SHORT TASK:
Put the lines from the one containing "target: **serrated leaf**" up to and including the one containing "M 45 12 L 46" into a JSON list of strings, one string per line, leaving out any blank lines.

EXERCISE MATERIAL:

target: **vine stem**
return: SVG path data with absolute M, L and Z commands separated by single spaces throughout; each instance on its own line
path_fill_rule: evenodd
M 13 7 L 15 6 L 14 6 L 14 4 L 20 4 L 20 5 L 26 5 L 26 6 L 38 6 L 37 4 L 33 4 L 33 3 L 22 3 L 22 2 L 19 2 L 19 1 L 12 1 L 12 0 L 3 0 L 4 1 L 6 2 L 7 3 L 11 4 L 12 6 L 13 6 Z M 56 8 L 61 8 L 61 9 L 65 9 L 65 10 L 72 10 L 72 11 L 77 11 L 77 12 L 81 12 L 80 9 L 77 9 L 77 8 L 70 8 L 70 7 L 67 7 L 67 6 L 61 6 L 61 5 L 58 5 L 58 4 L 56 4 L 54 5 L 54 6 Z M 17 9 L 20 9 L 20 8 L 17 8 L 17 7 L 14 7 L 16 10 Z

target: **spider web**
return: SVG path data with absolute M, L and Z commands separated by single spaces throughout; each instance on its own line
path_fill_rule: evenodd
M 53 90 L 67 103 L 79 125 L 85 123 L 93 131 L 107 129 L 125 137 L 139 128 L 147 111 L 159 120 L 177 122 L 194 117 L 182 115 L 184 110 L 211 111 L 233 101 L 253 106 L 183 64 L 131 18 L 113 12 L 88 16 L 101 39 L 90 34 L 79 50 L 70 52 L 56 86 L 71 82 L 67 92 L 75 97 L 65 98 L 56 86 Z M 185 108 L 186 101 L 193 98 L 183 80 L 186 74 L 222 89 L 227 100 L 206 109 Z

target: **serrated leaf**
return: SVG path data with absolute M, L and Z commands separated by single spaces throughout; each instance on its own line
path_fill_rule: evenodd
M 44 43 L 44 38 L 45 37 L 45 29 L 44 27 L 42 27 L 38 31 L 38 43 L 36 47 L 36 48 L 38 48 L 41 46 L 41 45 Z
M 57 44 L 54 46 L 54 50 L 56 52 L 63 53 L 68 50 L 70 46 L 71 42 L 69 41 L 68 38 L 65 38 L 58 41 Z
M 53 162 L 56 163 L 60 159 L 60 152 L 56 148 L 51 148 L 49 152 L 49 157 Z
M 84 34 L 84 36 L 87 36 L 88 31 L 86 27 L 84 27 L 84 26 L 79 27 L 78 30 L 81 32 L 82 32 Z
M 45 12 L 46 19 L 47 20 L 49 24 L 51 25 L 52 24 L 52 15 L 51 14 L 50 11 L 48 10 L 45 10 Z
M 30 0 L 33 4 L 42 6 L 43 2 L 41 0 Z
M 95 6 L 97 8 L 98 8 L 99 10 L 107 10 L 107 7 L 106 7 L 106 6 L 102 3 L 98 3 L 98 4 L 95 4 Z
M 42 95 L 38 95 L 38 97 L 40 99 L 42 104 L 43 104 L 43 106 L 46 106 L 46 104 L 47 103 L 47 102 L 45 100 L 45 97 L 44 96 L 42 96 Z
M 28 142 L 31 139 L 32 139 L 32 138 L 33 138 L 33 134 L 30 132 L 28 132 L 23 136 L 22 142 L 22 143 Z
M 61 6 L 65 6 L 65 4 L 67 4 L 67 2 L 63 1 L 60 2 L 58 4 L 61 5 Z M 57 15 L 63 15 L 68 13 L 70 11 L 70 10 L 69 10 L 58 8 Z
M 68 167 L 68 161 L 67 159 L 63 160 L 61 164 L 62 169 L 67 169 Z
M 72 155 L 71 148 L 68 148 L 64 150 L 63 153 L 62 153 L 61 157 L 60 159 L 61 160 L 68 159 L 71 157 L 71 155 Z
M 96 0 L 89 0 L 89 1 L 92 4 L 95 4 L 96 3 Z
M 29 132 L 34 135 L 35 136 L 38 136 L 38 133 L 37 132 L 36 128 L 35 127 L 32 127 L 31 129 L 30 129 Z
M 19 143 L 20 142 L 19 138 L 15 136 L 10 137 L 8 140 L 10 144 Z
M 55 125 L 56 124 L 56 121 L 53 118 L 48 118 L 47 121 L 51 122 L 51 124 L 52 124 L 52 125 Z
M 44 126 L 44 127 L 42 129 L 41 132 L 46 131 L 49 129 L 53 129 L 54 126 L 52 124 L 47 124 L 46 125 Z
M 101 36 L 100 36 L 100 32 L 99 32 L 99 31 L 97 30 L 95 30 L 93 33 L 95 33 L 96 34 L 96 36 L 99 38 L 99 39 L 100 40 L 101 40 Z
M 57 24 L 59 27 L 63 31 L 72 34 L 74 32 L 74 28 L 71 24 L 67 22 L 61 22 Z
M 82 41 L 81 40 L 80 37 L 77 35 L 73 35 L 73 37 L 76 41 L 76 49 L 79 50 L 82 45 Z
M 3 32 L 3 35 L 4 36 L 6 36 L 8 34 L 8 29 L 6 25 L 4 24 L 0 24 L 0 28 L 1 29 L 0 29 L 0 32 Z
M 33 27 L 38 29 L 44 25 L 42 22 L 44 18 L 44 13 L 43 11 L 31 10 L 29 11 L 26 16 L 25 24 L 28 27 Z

THE RESPONSE:
[
  "target: **serrated leaf**",
  "return: SVG path data with absolute M, L and Z commands separated by single spaces throughout; each instance on its own line",
  "path_fill_rule: evenodd",
  "M 44 43 L 44 38 L 45 37 L 45 29 L 44 27 L 42 27 L 38 31 L 38 43 L 36 47 L 36 48 L 38 48 L 41 46 L 41 45 Z",
  "M 57 44 L 54 46 L 54 50 L 56 52 L 63 53 L 68 50 L 70 46 L 71 42 L 69 41 L 68 38 L 65 38 L 58 41 Z",
  "M 53 162 L 56 163 L 60 159 L 60 152 L 56 148 L 51 148 L 49 152 L 49 157 Z",
  "M 84 34 L 84 36 L 87 36 L 88 31 L 86 27 L 84 27 L 84 26 L 79 27 L 78 30 L 81 32 L 82 32 Z",
  "M 45 12 L 46 19 L 47 20 L 49 24 L 51 25 L 52 24 L 52 15 L 51 14 L 50 11 L 48 10 L 45 10 Z"
]